-- Opening Marker --

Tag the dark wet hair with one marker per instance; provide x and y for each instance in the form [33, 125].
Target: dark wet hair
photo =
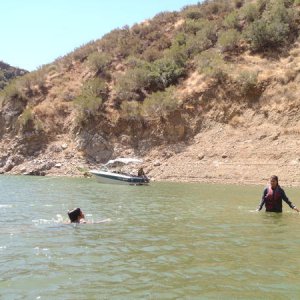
[274, 177]
[74, 214]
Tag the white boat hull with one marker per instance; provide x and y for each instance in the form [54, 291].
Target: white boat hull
[116, 178]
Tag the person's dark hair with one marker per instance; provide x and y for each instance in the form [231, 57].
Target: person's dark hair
[274, 177]
[74, 214]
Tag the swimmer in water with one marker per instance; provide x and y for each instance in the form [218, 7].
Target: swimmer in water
[76, 216]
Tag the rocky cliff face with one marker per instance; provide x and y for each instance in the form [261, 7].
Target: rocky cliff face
[194, 112]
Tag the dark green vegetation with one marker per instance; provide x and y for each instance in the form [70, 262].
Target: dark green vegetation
[8, 73]
[134, 72]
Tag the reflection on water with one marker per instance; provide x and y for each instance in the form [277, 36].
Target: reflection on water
[165, 241]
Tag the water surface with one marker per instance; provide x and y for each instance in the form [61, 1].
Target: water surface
[164, 241]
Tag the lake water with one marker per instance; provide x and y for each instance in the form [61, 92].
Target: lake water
[164, 241]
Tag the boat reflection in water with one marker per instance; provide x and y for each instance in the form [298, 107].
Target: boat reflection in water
[105, 175]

-- Closing Marker --

Prompt: Set down every record once more, word for word, without pictures.

Answer to this problem:
Tag the dark wet hair with one marker per instance; provide x and y for each instance in the form [33, 125].
Target: dark wet hair
photo =
[274, 177]
[74, 214]
Tag the white boat hull with one marker per instance; provide x and y for each instance in the form [54, 291].
Target: white boat hull
[116, 178]
Tag the person's dark hair with one marker per instance; provide x and y for each instance in the form [231, 57].
Target: person's dark hair
[274, 177]
[74, 214]
Tag the swimmer in water with one marker per instance; provide x and y for each instance in the form [218, 7].
Target: swimmer in water
[76, 216]
Tag the rocky cliff face with one marker per instance; provide x and y for each instance in the form [261, 7].
Target: rocky cliff face
[194, 112]
Tag the dark green vegetation with one marker per instance; provide x and y for each instance in the form [70, 262].
Target: dark green vegetation
[8, 73]
[134, 72]
Tag the reflection on water with one marker per instance; provide x and y for each instance in the form [277, 36].
Target: reflection on water
[165, 241]
Tag the water surface with one marker per instance; provide x and y for each instance in the form [61, 1].
Target: water surface
[164, 241]
Tag the lake water with one marker per instance; provide x and y for each instance in the form [61, 92].
Target: lake water
[164, 241]
Tag the boat reflection in water with one marker per instance; provide x and y for each instance in the form [298, 107].
Target: boat reflection in water
[105, 175]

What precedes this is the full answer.